* Requirement: Would you return the complete listing below word for word?

** BEGIN **

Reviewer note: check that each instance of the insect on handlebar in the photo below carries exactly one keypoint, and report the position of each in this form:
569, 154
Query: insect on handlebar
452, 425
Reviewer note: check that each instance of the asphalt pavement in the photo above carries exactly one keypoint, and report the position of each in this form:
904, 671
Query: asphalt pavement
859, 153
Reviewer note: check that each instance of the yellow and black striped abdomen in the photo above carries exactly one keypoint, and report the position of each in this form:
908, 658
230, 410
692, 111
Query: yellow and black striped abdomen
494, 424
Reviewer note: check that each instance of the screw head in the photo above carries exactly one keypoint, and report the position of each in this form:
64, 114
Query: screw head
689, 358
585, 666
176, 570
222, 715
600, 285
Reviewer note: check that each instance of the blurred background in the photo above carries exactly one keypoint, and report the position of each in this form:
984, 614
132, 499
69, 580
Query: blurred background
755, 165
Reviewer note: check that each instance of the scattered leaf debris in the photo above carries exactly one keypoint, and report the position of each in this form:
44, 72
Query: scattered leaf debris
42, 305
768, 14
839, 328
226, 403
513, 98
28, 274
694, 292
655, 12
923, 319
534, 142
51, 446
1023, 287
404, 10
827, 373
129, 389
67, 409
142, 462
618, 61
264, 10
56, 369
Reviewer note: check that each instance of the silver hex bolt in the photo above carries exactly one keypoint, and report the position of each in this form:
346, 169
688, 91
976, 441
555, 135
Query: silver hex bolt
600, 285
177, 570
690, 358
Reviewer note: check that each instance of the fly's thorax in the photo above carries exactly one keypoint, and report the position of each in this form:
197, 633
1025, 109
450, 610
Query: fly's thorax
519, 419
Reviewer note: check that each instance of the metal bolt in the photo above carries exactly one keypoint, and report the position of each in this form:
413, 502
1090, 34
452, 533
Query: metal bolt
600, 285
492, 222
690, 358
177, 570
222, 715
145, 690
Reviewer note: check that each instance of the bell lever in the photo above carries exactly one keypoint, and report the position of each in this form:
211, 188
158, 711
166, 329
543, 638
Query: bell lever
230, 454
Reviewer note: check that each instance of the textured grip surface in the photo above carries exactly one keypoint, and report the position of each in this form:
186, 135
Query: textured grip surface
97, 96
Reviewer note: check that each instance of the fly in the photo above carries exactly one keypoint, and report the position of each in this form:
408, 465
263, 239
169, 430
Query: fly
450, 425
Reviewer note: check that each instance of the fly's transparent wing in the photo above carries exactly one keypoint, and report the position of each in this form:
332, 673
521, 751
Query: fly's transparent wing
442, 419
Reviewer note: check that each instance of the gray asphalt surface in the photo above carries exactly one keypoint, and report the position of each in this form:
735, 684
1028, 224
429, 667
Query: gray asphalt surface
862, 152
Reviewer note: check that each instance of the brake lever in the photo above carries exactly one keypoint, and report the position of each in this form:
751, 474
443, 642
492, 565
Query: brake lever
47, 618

** END **

* Output for this exercise:
Reviewer note: check that each instance of the insect on handlebar in the photo below carries exactly one keypoint, and report the position of each in this form:
569, 154
Query: insect on handlebar
452, 425
Reviewer note: check that each instance of the asphalt pavement in the photo above carries exactly one keypoint, and report the position of each in this form:
904, 671
Query: asphalt pavement
859, 153
Reviewer note: check that each instance of the yellow and black striped abdomen in the photo above carries exactly one keypoint, and report the position of each in this form:
908, 658
230, 410
692, 111
Query: yellow and black striped abdomen
494, 424
Reviewer note: check that each instance of the screw head in the photo above carries exactly one keypoint, and report the position of each in this form:
64, 114
Query: screw head
689, 358
585, 666
176, 570
222, 715
600, 285
Reviewer note: check that each instance of the blurred background in the photo above carries exactly one keypoint, and report the position of each in this form:
984, 614
132, 499
69, 580
Query: blurred background
755, 165
Reviewer note: check that each instance of the scattered leaf debris in the photo above carries exactly one keypoint, and report the position of each in this form:
44, 72
Query: scattered leaf debris
42, 305
768, 14
839, 328
226, 403
513, 98
28, 274
694, 292
655, 12
923, 319
534, 142
51, 446
1023, 287
404, 10
827, 373
129, 389
67, 409
142, 462
618, 61
264, 10
56, 369
Reviewer note: check that each instance of the silver hex bolt in the photo above carries exactly one keypoint, and report the position of each in this form:
346, 169
688, 91
976, 441
555, 135
Query: silver hex bolt
600, 285
177, 570
690, 358
Reviewer note: check that each instance of the fly's thorax in the photo above carries exactly one keypoint, and report the position of each in this form:
197, 633
1025, 109
450, 610
Query: fly's thorax
519, 419
Reviewer note: check that each instance of the metal bolt in the photo above carries exactly one keypoint, and report the position of each in this form:
413, 502
1090, 34
452, 533
Query: metal bolt
600, 285
492, 222
690, 358
177, 570
222, 715
145, 690
Reviewer note: check that each instance of the bell lever in the photo above carries exactly one keypoint, and report the position of each in this form:
211, 188
158, 711
166, 329
543, 638
Query: bell lever
230, 454
Reviewer note: check that each instance of the textured grip surface in the photo above carries exactly one keypoint, and report the position of each in this form:
186, 135
Query: textured grip surface
97, 96
Reviewer note: check that each instance of the fly in the photo above carries exactly one keypoint, and report the position of each in this form:
408, 465
263, 239
169, 430
Query: fly
450, 425
Reviewer note: check that each instance of the fly's transparent wing in the photo above carries exactly one keypoint, and report the position of each in this form:
332, 673
521, 751
Query: fly's transparent wing
442, 419
Reviewer note: check that each instance of the gray asphalt surface in the photo above carries exactly one keypoint, and report the position of each in this form:
735, 684
1028, 224
429, 667
Query: gray asphalt surface
862, 152
Reviewer note: check that each instance of the brake lever in the photo above carries exactly one keypoint, and report the position of each in this form:
751, 474
443, 642
492, 565
Query: brake lever
47, 618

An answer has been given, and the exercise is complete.